------ Testo estratto ------
P: Interessante. Ho una proposta per te. Ma forse prima dobbiamo spiegare a chi ci legge chi siamo, non trovi?
Ma come siamo arrivati qui?
Ero tornato a casa per il mio compleanno, verso la fine di Febbraio. C’erano tante persone da incontrare e tante cose da fare, come ogni rientro. Nella armoniosa e piacevole confusione, continuavo la mia solita interrogazione de I Ching, meraviglioso oracolo cinese.

Nelle varie consultazioni usciva la seguente sentenza:
“Propizio è vedere il Grande Uomo”.
Ovviamente, come ogni sentenza de I Ching, nulla è subito così chiaro. C’è bisogno di intuito, di elaborare le informazioni, di agire e soprattutto di sentire cosa vuole dirti. Nei giorni a seguire sentivo che dovevo sentire un amico e che questo amico fosse il Grande Uomo di cui l’oracolo mi aveva parlato. Ed è così che tra i molti amici mandai un messaggio a Padre Enrico (un prete con i contro crocifissi).
Dovevo vederlo non sapevo perché, ma così doveva essere. Ci siamo incontrati dopo due giorni a Milano, da lui ovviamente, e ora vi spiego perché dell’ovvietà.
Ne I Ching, ma in generale in tutti gli insegnamenti che si rispettino, viene chiaramente sottolineato che
è l’allievo andare dal maestro.
Mai avviene il contrario. Perché secondo voi i monasteri cristiani, induisti, buddisti e chi ne ha più ne metta, sono come si suol dire in cima al mondo? Perché non sono alla portata di tutti e perché chi vuole fare qualcosa di più della sua vita deve dimostrare che veramente vuole cambiare ed essere migliore di ciò che è. Cosa di meglio di una scalata di una montagna innevata e rocciosa con meno venti gradi per dimostrarlo?
------ Estratti dei record ------
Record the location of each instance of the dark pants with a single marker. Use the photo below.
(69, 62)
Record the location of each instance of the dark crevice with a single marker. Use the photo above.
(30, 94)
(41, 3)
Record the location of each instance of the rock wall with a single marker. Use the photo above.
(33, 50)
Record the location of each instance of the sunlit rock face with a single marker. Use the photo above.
------
------ Estratti dei record ------
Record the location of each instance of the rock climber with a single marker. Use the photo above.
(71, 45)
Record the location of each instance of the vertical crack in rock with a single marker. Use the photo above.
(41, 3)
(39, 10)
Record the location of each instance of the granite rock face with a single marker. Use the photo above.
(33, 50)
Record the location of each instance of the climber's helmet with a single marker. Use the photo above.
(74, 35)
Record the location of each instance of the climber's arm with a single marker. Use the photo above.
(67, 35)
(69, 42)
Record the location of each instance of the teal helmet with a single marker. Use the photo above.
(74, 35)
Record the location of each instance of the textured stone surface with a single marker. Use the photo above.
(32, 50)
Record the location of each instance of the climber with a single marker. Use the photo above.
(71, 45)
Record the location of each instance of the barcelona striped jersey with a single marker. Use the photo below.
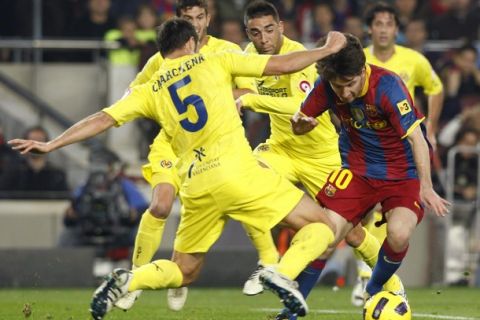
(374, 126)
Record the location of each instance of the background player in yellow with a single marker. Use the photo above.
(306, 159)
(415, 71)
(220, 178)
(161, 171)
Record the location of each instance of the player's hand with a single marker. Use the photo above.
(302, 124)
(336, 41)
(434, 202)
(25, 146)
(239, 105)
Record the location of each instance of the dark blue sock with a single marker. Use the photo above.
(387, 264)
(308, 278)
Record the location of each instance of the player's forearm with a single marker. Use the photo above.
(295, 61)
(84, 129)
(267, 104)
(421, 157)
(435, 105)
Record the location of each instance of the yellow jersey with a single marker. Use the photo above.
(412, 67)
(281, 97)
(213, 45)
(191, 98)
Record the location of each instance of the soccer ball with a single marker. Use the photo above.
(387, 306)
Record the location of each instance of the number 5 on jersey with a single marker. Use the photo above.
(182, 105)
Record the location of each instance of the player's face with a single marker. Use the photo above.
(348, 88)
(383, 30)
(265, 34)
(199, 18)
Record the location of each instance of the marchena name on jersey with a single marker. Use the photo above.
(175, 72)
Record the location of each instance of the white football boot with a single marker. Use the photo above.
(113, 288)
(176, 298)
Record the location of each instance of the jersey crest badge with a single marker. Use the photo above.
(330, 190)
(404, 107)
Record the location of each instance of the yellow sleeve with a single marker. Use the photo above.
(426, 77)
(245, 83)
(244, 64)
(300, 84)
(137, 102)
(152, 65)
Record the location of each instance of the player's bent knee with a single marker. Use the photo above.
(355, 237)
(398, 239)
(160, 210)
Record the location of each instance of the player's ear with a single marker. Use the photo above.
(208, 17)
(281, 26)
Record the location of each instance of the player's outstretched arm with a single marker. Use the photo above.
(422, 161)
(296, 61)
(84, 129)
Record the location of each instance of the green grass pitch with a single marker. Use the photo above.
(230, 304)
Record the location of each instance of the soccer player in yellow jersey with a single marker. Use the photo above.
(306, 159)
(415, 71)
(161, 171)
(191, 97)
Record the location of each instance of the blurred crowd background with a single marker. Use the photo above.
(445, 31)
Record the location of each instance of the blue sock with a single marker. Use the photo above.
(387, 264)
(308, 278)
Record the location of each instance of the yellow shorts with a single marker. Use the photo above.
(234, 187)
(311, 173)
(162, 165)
------
------ Estratti dei record ------
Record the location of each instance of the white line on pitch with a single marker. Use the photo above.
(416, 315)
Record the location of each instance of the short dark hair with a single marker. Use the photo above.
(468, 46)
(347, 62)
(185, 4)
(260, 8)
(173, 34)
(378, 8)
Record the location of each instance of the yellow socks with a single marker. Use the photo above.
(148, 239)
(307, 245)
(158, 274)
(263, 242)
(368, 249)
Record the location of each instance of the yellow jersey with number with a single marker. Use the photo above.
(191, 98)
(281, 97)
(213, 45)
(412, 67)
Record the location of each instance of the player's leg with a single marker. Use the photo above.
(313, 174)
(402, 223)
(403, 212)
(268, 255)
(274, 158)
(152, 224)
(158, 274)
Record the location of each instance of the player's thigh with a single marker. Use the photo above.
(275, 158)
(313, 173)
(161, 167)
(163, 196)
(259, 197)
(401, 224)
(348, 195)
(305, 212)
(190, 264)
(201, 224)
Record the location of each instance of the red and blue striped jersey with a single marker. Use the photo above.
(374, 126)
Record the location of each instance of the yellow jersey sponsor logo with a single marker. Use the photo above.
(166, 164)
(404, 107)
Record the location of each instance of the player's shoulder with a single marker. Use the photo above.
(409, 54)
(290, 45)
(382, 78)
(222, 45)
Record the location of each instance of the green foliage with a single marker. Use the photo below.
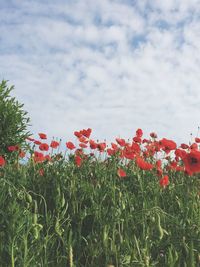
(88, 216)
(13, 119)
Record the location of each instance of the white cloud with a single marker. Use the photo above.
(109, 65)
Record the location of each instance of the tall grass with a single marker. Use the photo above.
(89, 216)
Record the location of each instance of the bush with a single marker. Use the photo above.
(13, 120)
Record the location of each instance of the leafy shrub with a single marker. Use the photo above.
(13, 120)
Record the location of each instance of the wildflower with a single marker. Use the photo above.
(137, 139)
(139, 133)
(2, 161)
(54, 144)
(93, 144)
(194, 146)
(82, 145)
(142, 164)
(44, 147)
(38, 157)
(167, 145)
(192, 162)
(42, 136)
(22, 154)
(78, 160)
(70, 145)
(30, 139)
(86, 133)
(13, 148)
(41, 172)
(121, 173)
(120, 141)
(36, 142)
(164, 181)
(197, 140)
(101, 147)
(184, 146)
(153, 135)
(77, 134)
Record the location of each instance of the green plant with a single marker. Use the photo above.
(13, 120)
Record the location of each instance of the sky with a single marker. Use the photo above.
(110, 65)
------
Consegne:
1/ Estrai dal testo estratto il passo compreso tra “Nelle varie consultazioni” e “spiego perché dell’ovvietà.”, estremi inclusi.
2/ Rispondi a queste domande sul testo estratto:
(a) In quale periodo dell'anno chi scrive era tornato a casa per il compleanno?
(b) Quale sentenza usciva nelle varie consultazioni de I Ching?
(c) In quale città avviene l'incontro con Padre Enrico?

Risposte:
1/
Nelle varie consultazioni usciva la seguente sentenza:
“Propizio è vedere il Grande Uomo”.
Ovviamente, come ogni sentenza de I Ching, nulla è subito così chiaro. C’è bisogno di intuito, di elaborare le informazioni, di agire e soprattutto di sentire cosa vuole dirti. Nei giorni a seguire sentivo che dovevo sentire un amico e che questo amico fosse il Grande Uomo di cui l’oracolo mi aveva parlato. Ed è così che tra i molti amici mandai un messaggio a Padre Enrico (un prete con i contro crocifissi).
Dovevo vederlo non sapevo perché, ma così doveva essere. Ci siamo incontrati dopo due giorni a Milano, da lui ovviamente, e ora vi spiego perché dell’ovvietà.

2/
(a) Verso la fine di febbraio.
(b) “Propizio è vedere il Grande Uomo”.
(c) A Milano.